§ **Problem details**: Extract every entry word for word. Skip the pictures.

§ **Provided data**:

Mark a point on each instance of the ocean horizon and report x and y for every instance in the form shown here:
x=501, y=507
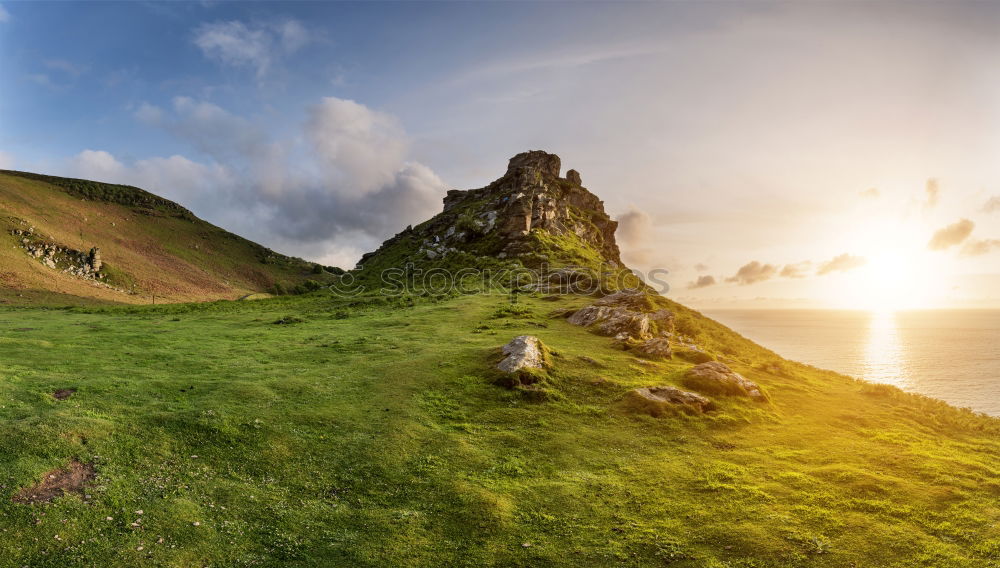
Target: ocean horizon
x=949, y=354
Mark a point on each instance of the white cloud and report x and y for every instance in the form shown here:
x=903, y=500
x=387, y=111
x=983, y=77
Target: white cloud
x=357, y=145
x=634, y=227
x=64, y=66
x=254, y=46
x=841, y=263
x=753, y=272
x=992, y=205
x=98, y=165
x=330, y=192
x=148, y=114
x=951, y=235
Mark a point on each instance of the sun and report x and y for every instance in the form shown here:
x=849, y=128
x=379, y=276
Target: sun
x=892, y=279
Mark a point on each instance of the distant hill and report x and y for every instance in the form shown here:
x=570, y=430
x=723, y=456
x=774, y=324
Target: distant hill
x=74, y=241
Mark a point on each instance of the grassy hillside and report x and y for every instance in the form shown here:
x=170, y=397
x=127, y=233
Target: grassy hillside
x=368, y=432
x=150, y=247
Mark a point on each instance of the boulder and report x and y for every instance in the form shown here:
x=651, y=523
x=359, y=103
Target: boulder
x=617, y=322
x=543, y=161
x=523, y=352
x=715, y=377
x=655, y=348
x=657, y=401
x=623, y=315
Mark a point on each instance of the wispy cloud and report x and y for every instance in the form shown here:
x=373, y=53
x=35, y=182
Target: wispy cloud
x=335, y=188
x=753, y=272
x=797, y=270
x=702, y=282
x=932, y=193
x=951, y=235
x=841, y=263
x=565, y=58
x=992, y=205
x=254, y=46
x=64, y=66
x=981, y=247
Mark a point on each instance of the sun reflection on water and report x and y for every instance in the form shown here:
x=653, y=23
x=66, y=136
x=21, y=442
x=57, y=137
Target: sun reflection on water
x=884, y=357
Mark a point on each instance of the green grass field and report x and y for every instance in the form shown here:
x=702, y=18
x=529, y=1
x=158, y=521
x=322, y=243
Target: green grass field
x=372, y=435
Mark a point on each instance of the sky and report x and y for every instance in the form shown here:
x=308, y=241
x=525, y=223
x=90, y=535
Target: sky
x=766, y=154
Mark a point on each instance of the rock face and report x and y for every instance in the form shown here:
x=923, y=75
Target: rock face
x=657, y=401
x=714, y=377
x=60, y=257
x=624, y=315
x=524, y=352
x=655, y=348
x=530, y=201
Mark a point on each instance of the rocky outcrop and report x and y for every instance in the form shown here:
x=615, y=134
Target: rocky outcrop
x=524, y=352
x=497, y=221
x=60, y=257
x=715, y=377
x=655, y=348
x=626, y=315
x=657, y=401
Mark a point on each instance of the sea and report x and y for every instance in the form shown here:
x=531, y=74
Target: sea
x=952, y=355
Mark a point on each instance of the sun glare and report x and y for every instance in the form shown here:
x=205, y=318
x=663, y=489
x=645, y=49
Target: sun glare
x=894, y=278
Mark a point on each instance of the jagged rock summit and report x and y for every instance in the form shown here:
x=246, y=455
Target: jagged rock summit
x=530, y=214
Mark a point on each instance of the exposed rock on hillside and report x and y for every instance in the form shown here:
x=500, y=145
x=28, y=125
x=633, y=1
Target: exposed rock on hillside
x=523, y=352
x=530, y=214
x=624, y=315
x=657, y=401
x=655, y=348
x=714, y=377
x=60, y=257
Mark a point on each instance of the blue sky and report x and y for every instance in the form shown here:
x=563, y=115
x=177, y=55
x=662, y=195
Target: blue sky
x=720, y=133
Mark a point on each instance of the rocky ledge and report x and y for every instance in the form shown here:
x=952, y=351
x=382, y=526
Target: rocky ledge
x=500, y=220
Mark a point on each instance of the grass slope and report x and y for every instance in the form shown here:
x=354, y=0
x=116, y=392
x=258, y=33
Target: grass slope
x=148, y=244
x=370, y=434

§ **Full output**:
Mark a point on each instance of the ocean horizon and report x and y for every instance in the form shown here:
x=501, y=507
Target: ocean horizon
x=949, y=354
Mark a point on each instance of the white cloud and report x and y for every instance in the form shown here:
x=903, y=500
x=387, y=111
x=983, y=77
Target: white cloud
x=357, y=145
x=634, y=227
x=64, y=66
x=254, y=46
x=841, y=263
x=753, y=272
x=992, y=205
x=98, y=165
x=330, y=192
x=148, y=114
x=951, y=235
Mark a point on each instance of the sun and report x and y for every instance in the form shown here:
x=849, y=128
x=379, y=276
Target: sun
x=892, y=279
Mark a point on each instance of the distant hill and report x and y for every instance in the form shown here:
x=570, y=430
x=723, y=456
x=774, y=324
Target: distant hill
x=74, y=241
Mark a point on each instance of the grassy hillside and report x and y for every instance in the form shown here:
x=170, y=397
x=127, y=233
Target: grassy hillside
x=368, y=432
x=150, y=247
Mark a point on each instance of the boulder and report x and y for every instance in the form shown here:
x=651, y=523
x=359, y=103
Target: boulder
x=617, y=322
x=543, y=161
x=523, y=352
x=715, y=377
x=655, y=348
x=657, y=401
x=623, y=315
Mark a point on each instance of the wispy cloud and report x and y for every instance in the form shown here:
x=373, y=53
x=35, y=182
Target: wispy cloud
x=335, y=188
x=753, y=272
x=797, y=270
x=702, y=282
x=932, y=193
x=951, y=235
x=841, y=263
x=565, y=58
x=992, y=205
x=254, y=46
x=64, y=66
x=981, y=247
Mark a point on each instance of the sun reflection on water and report x and y for every instance in the form shown here:
x=653, y=23
x=66, y=136
x=21, y=442
x=57, y=137
Target: sun reflection on water
x=884, y=357
Mark a point on each instance of the green grass field and report x and y for every instance in the form shown here:
x=702, y=18
x=529, y=1
x=158, y=521
x=322, y=243
Target: green grass field
x=372, y=435
Mark a point on each instance of the sky and report x and y for every instance in the form shown here:
x=308, y=241
x=525, y=223
x=90, y=535
Target: sky
x=766, y=154
Mark a point on each instance of the rock face and report x and y for every instance in the form shown here:
x=923, y=75
Target: rock face
x=657, y=401
x=714, y=377
x=60, y=257
x=624, y=315
x=524, y=352
x=655, y=348
x=530, y=201
Mark a point on each instance of the rocky outcrop and report x and y for every instance in the form shown here:
x=615, y=134
Target: rocky outcrop
x=524, y=352
x=497, y=221
x=60, y=257
x=715, y=377
x=655, y=348
x=626, y=315
x=657, y=401
Mark a point on each instance of the sea and report x and y for every instance in the form shown here:
x=531, y=74
Target: sea
x=952, y=355
Mark a point on each instance of the sun glare and report x and y for every instance in the form shown here:
x=205, y=318
x=663, y=489
x=645, y=49
Target: sun glare
x=894, y=278
Mark a point on each instance of the jagged rock summit and report x and y for every instance in the form shown here:
x=246, y=455
Target: jagged rock summit
x=530, y=214
Mark a point on each instance of the exposed rock on hillside and report x and y for every instance in the form shown here:
x=500, y=145
x=28, y=125
x=633, y=1
Target: exposed rock on hillside
x=523, y=352
x=530, y=214
x=624, y=315
x=657, y=401
x=655, y=348
x=714, y=377
x=60, y=257
Mark a point on each instance of the blue sky and report x and y for every instance in the form shown here:
x=563, y=115
x=177, y=55
x=662, y=195
Target: blue sky
x=720, y=133
Mark a point on each instance of the rocky ledge and report x and y for every instance in the form shown here:
x=952, y=351
x=382, y=526
Target: rocky ledge
x=500, y=220
Mark a point on each instance of the grass slope and report x and y for every instance in the form shown here:
x=354, y=0
x=116, y=392
x=258, y=33
Target: grass slope
x=148, y=244
x=370, y=434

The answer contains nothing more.